- Born: March 20, 1962 (age 64) Indianapolis, Indiana, U.S.
- Alma mater: Saint John’s University, USC School of Cinematic Arts
- Occupations: Film director; film producer; screenwriter;
- Years active: 1988–present
- Spouse: Jana Sommers ​(m. 1993)​
- Children: 2

= Stephen Sommers =

American filmmaker (born 1962)

Stephen Sommers (born March 20, 1962) is an American film director, screenwriter and producer, best known for big-budget action films, such as The Mummy (1999), its sequel, The Mummy Returns (2001), Van Helsing (2004), and G.I. Joe: The Rise of Cobra (2009). He also directed The Adventures of Huck Finn (1993), Disney's first live action version of Rudyard Kipling's The Jungle Book (1994) and the action horror film Deep Rising (1998).

==Early life==
Stephen Sommers was born in Indianapolis, and grew up in St. Cloud, Minnesota, where he attended St. Cloud Apollo High School. He participated in theater. As a senior he was in the cast of Brigadoon. He is a graduate of Saint John's University in Collegeville, Minnesota, and the University of Seville in Spain. After graduating, he spent four years performing as an actor in theater groups and managing rock bands throughout Europe. He eventually returned to the United States and moved to Los Angeles, where he attended the USC School of Cinematic Arts for three years, earning a master's degree and writing and directing the award-winning short film Perfect Alibi.

==Career==
Perfect Alibi helped Sommers acquire independent funding to write and direct his first feature film, the teen racing film Catch Me If You Can, filmed for $800,000 on location in his hometown of St. Cloud. The film was sold at the Cannes Film Festival for $7 million and later debuted on video in the United States.

Almost four years later, broke and in danger of having his house repossessed, he wrote and directed an adaptation of Mark Twain's classic The Adventures of Huck Finn for Walt Disney Pictures, as well as Rudyard Kipling's The Jungle Book. He later wrote the screenplays for Gunmen and Tom and Huck, which he also executive produced for Disney (along with a TV version of Oliver Twist in 1997 starring Richard Dreyfuss and Elijah Wood), and worked as a staff writer at Hollywood Pictures. While there, he worked on a script called Tentacle, which he later directed under the title Deep Rising in 1998.

> [ITEMS]:
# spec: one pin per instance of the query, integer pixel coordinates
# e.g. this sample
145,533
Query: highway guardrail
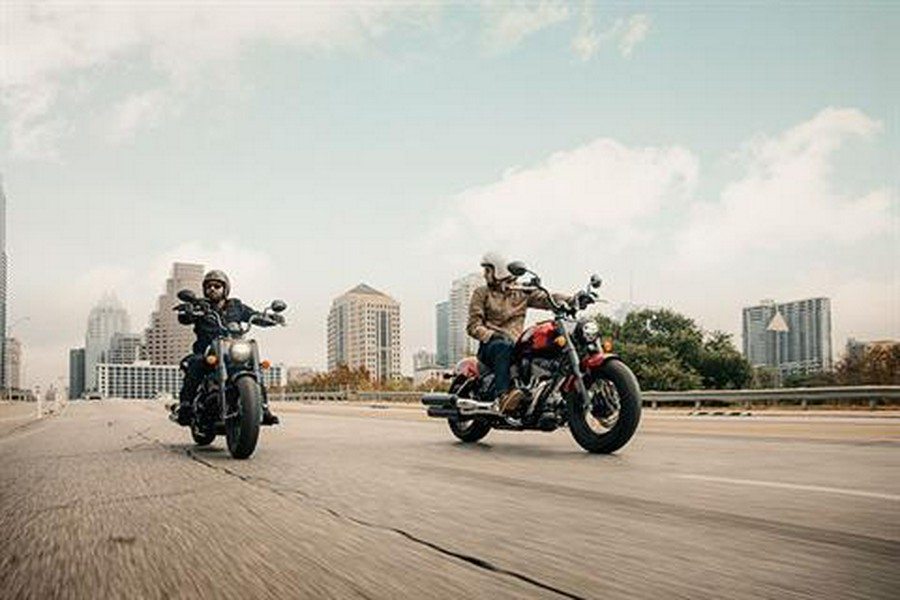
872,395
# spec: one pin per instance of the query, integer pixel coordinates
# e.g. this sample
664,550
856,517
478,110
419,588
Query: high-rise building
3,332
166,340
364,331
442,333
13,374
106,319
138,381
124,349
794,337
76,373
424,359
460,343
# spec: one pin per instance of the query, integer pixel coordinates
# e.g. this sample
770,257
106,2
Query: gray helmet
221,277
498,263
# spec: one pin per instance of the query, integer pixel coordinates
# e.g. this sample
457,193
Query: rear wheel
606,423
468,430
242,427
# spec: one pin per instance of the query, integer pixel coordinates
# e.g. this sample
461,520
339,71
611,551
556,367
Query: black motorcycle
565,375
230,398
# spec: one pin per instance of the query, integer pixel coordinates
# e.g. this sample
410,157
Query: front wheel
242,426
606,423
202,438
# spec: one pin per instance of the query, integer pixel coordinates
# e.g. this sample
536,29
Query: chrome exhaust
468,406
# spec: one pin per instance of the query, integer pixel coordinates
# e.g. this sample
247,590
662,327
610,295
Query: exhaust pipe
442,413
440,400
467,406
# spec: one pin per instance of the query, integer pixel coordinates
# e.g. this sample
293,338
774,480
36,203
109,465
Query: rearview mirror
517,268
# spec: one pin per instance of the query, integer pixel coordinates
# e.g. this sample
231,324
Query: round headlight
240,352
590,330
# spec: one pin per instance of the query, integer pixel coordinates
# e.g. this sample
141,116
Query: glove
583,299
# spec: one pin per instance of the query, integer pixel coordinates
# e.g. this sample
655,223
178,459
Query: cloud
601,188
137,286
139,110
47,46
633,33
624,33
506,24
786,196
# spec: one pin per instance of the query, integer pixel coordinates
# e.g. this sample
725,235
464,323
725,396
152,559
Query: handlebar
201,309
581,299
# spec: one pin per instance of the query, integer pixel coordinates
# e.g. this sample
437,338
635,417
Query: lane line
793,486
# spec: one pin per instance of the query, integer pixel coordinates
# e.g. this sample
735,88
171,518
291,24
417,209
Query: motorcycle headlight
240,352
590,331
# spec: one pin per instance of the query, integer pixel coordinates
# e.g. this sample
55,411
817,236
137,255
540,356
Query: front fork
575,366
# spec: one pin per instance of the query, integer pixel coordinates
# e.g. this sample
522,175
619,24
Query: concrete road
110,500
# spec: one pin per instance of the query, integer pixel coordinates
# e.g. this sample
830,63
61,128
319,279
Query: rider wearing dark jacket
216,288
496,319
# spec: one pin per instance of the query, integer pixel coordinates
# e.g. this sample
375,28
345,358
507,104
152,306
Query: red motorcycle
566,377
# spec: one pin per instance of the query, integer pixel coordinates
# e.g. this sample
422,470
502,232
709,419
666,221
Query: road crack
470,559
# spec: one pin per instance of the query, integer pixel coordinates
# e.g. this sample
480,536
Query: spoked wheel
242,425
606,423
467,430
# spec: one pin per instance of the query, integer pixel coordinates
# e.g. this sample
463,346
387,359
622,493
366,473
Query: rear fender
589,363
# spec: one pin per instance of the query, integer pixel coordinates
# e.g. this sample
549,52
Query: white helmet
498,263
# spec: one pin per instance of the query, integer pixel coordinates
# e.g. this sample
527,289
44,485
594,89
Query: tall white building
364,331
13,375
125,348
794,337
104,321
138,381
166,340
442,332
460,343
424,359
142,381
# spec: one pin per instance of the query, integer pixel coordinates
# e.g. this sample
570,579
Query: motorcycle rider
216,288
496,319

> [PROBLEM DETAILS]: Decide whether each statement agrees with the Stephen Sommers article, and answer yes or no with the deciding words of the article quoted exactly. 1. Sommers grew up in St. Cloud, Minnesota. 2. Catch Me If You Can was sold at the Cannes Film Festival for $800,000. 3. The script that became Deep Rising was called Tentacle. You will not need the listing for this work.

> [THE RESPONSE]:
1. Yes: "grew up in St. Cloud, Minnesota"
2. No: "The film was sold at the Cannes Film Festival for $7 million"
3. Yes: "he worked on a script called Tentacle, which he later directed under the title Deep Rising in 1998"